Given problem: Please list every line in the records below that contains the word "weathered", matching case exactly.

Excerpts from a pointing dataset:
------------------------------------------------------------------------
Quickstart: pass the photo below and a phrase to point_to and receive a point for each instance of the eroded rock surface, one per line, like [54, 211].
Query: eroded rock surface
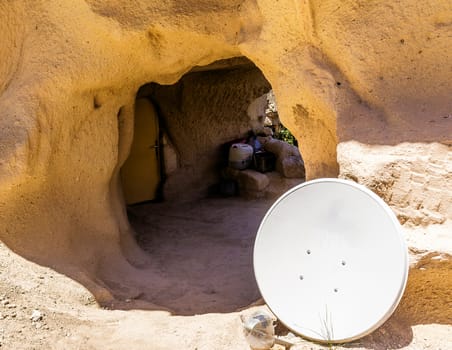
[364, 86]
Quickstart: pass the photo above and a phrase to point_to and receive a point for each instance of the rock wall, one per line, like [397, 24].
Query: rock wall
[371, 77]
[200, 114]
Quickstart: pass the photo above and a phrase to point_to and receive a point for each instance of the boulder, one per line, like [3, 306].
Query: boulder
[252, 181]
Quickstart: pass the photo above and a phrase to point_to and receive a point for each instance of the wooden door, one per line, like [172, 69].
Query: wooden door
[140, 174]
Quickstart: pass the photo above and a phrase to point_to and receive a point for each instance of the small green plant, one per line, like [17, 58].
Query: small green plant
[285, 135]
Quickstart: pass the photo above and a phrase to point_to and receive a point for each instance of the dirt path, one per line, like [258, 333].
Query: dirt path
[202, 272]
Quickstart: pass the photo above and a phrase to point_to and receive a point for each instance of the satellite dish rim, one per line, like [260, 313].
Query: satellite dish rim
[403, 247]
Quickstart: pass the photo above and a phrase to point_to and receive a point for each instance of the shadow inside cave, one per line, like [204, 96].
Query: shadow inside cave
[200, 252]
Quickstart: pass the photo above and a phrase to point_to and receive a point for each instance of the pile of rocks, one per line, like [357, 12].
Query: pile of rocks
[251, 183]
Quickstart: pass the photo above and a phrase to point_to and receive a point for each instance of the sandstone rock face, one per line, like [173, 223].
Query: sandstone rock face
[416, 179]
[363, 75]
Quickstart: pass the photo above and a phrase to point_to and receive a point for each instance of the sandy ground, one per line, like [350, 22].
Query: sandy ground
[199, 283]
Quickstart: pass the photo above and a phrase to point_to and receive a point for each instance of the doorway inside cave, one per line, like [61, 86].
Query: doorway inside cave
[200, 232]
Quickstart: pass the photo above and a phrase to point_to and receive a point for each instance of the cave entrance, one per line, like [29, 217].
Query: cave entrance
[140, 174]
[200, 236]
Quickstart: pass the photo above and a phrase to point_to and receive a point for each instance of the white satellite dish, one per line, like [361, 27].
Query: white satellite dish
[330, 260]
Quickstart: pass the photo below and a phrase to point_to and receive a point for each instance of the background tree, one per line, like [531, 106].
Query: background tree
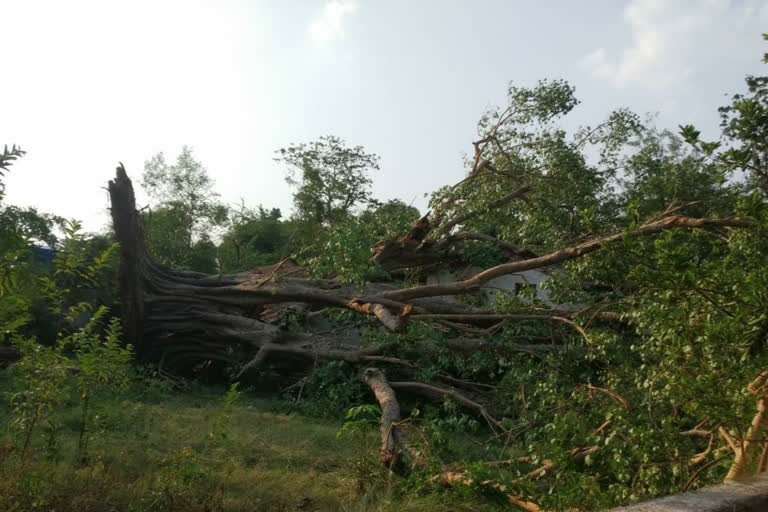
[331, 178]
[253, 238]
[178, 231]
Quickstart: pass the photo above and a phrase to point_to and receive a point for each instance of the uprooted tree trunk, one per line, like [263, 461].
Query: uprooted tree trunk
[184, 318]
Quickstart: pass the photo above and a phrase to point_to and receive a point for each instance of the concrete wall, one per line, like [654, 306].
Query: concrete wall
[750, 495]
[508, 284]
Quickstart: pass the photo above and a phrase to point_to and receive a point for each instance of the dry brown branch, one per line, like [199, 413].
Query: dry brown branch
[393, 439]
[560, 256]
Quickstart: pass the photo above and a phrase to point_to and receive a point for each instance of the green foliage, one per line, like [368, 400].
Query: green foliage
[179, 230]
[360, 419]
[254, 238]
[331, 178]
[221, 421]
[329, 392]
[345, 248]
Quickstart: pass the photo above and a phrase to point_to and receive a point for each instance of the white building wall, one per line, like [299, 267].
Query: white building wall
[508, 284]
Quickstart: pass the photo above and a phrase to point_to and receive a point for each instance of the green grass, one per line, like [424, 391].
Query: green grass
[179, 452]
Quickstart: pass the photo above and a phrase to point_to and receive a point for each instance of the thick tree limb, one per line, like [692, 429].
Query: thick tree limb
[393, 439]
[560, 256]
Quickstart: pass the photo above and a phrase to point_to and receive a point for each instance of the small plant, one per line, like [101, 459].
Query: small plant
[222, 419]
[39, 376]
[102, 366]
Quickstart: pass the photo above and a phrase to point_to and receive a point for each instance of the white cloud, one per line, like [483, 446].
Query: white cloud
[667, 37]
[329, 26]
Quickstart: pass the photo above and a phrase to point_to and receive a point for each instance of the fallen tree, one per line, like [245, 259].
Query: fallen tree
[185, 317]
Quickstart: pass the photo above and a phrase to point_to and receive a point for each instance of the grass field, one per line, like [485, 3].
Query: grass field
[192, 452]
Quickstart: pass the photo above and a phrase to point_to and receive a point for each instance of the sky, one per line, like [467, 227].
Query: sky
[86, 84]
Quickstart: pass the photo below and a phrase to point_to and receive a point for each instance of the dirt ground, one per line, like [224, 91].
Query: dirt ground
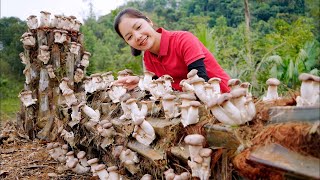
[21, 158]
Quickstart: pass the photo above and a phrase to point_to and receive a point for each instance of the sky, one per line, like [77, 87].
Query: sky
[78, 8]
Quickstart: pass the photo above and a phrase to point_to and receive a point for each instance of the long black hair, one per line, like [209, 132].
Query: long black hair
[133, 13]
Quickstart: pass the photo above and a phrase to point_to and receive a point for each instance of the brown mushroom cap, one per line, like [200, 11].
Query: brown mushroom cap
[223, 98]
[169, 97]
[194, 139]
[192, 73]
[149, 73]
[100, 167]
[81, 154]
[197, 80]
[214, 79]
[238, 92]
[305, 77]
[189, 96]
[234, 82]
[107, 125]
[273, 82]
[93, 161]
[131, 100]
[195, 103]
[205, 152]
[112, 168]
[70, 153]
[245, 84]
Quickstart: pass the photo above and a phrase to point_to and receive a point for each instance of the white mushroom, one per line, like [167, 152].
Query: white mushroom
[101, 171]
[272, 93]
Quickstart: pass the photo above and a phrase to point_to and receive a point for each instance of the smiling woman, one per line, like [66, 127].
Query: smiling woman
[174, 53]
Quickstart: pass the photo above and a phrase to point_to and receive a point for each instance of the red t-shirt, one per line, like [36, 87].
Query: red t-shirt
[178, 49]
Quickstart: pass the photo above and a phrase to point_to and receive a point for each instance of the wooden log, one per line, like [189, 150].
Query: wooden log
[153, 155]
[221, 136]
[277, 156]
[279, 114]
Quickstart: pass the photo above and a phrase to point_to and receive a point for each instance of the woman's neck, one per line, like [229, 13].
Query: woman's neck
[155, 49]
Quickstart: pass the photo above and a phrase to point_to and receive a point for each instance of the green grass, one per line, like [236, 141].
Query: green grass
[8, 108]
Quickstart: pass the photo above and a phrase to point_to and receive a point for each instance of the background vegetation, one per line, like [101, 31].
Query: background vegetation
[252, 40]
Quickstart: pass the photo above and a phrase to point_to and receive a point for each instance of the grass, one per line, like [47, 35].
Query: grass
[8, 108]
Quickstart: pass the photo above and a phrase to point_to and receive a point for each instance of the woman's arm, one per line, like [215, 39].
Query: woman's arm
[199, 65]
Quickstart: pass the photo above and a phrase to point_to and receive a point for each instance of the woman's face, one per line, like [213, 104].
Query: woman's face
[139, 34]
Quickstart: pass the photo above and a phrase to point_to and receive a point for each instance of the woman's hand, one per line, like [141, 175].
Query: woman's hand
[128, 82]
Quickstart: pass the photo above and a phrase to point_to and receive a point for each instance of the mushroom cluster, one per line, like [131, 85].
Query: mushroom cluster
[309, 90]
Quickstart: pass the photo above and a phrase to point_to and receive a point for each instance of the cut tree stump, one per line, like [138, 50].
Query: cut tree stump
[277, 156]
[279, 114]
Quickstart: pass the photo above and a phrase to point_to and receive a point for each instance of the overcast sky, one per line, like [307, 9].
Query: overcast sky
[79, 8]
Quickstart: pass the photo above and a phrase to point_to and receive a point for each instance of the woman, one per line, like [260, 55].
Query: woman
[166, 52]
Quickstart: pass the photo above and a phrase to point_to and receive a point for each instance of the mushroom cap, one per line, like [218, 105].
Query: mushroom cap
[194, 139]
[189, 96]
[107, 73]
[70, 153]
[238, 92]
[197, 80]
[93, 161]
[195, 103]
[305, 77]
[149, 73]
[245, 84]
[72, 163]
[131, 100]
[214, 79]
[107, 125]
[138, 121]
[45, 12]
[316, 78]
[44, 47]
[205, 152]
[169, 97]
[234, 82]
[112, 168]
[81, 154]
[100, 167]
[192, 73]
[65, 146]
[273, 82]
[167, 77]
[56, 145]
[223, 98]
[31, 16]
[50, 146]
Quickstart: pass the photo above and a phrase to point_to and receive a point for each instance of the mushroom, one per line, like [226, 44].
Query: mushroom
[50, 71]
[215, 83]
[102, 172]
[44, 54]
[230, 110]
[93, 163]
[272, 93]
[82, 158]
[194, 141]
[32, 22]
[93, 114]
[234, 83]
[26, 98]
[129, 159]
[113, 174]
[76, 167]
[169, 106]
[45, 19]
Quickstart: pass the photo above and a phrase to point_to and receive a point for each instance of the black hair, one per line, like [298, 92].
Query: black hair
[133, 13]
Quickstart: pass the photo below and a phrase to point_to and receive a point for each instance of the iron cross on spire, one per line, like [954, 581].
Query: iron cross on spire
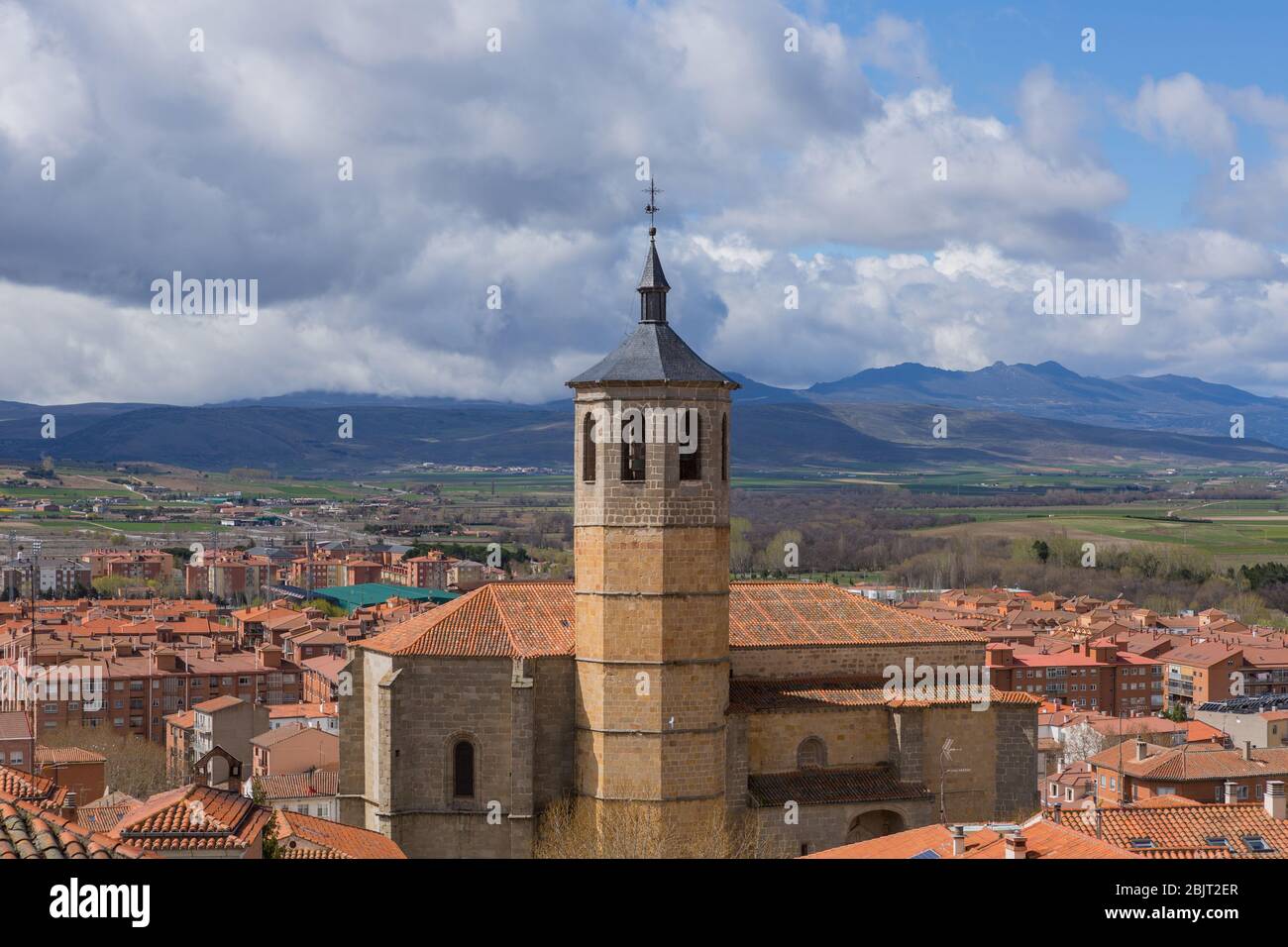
[651, 208]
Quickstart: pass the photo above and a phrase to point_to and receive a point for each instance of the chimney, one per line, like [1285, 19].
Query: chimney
[958, 834]
[1275, 799]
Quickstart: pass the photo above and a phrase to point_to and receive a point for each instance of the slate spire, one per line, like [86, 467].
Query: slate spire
[653, 285]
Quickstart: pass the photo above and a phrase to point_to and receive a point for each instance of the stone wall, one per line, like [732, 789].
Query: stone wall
[853, 737]
[850, 660]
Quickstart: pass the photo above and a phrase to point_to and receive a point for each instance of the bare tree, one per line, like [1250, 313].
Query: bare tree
[1080, 742]
[134, 764]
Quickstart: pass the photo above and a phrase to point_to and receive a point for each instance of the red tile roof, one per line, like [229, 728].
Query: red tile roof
[18, 785]
[217, 703]
[832, 785]
[1183, 831]
[1193, 762]
[520, 618]
[320, 783]
[29, 831]
[1042, 840]
[193, 818]
[755, 694]
[309, 836]
[14, 724]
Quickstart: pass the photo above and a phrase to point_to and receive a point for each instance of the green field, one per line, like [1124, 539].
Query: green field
[1239, 530]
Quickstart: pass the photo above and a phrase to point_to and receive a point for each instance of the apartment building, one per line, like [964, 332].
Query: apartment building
[1205, 774]
[17, 742]
[1087, 677]
[294, 749]
[143, 565]
[130, 689]
[228, 577]
[53, 577]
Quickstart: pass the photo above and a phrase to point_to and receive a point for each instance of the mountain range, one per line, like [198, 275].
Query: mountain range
[1033, 415]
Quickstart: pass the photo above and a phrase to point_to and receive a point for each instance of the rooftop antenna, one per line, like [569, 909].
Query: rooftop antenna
[651, 208]
[945, 758]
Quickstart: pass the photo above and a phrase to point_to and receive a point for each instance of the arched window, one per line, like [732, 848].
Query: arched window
[632, 462]
[724, 447]
[463, 770]
[588, 449]
[691, 463]
[811, 754]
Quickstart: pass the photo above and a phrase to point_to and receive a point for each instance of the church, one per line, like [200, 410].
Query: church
[652, 681]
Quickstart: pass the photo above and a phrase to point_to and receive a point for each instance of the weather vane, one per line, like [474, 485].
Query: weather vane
[651, 208]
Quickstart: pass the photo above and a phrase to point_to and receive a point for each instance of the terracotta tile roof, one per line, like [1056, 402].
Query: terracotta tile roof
[103, 818]
[536, 618]
[1042, 840]
[17, 785]
[320, 783]
[815, 787]
[14, 724]
[297, 834]
[29, 831]
[1197, 732]
[184, 719]
[217, 703]
[1184, 831]
[288, 731]
[193, 818]
[327, 665]
[1194, 762]
[307, 710]
[755, 694]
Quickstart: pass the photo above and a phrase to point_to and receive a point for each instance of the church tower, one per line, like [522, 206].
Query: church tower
[652, 570]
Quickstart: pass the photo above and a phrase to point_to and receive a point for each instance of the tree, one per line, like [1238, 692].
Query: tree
[1080, 742]
[134, 764]
[269, 840]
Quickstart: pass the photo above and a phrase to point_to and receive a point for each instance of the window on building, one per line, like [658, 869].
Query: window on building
[588, 449]
[811, 754]
[691, 463]
[724, 447]
[632, 462]
[1257, 844]
[463, 770]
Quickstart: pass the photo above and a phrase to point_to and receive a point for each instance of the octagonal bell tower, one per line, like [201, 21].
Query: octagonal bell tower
[652, 570]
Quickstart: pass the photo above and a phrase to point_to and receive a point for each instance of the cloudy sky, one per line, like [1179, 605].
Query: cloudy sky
[518, 167]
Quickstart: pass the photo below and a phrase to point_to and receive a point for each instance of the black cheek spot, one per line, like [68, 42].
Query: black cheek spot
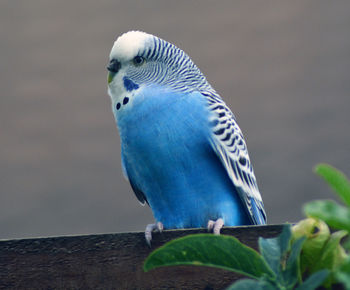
[125, 101]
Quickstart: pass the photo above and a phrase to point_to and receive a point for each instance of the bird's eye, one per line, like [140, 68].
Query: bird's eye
[138, 60]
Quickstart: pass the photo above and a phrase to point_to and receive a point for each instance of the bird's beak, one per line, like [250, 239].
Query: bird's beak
[110, 76]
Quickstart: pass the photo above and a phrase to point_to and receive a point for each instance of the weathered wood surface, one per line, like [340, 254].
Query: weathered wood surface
[110, 261]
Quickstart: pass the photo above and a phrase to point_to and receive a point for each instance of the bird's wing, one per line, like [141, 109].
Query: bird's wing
[228, 143]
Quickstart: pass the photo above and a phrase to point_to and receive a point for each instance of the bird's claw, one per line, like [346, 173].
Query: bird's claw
[215, 226]
[157, 227]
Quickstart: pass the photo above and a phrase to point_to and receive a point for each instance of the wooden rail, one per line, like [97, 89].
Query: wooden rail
[110, 261]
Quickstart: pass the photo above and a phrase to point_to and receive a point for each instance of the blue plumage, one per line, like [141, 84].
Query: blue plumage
[182, 149]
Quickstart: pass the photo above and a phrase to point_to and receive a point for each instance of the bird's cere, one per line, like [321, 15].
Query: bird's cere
[128, 45]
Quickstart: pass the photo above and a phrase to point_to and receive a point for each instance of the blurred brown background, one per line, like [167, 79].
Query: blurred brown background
[283, 67]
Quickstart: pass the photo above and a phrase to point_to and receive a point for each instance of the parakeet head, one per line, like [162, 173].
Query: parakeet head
[138, 59]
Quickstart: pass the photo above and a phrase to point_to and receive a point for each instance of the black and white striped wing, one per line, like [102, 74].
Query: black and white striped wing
[229, 145]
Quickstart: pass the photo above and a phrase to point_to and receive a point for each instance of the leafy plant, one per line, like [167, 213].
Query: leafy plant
[277, 267]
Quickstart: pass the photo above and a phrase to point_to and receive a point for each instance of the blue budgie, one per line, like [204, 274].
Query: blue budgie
[182, 150]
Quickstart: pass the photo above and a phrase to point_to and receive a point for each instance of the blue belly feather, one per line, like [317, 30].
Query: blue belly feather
[167, 155]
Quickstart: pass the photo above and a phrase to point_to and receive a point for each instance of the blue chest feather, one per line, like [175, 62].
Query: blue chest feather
[167, 155]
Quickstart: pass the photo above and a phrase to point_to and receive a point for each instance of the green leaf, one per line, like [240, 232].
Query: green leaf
[224, 252]
[314, 281]
[292, 274]
[333, 214]
[336, 180]
[333, 253]
[273, 250]
[248, 284]
[317, 234]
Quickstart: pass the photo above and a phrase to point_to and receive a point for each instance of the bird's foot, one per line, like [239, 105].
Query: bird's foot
[157, 227]
[215, 226]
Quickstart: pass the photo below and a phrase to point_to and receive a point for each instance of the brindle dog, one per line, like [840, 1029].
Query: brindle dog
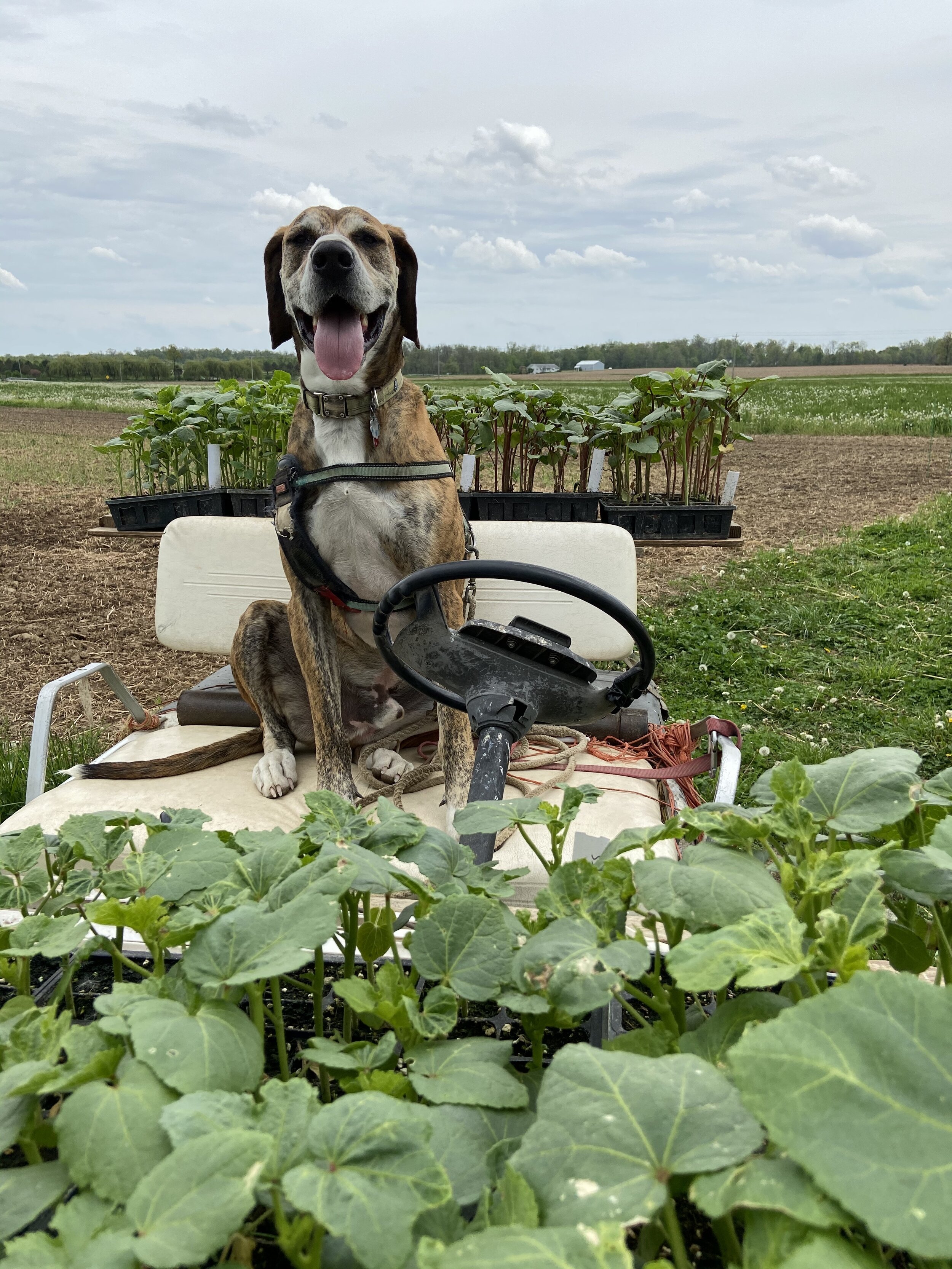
------------------------------------------------------------------------
Full solution:
Quickstart: pass the photo above and a phrase to point_to and receive a point for each instance of the weathered wood surface, one per line, like [340, 254].
Query: weathered wood surface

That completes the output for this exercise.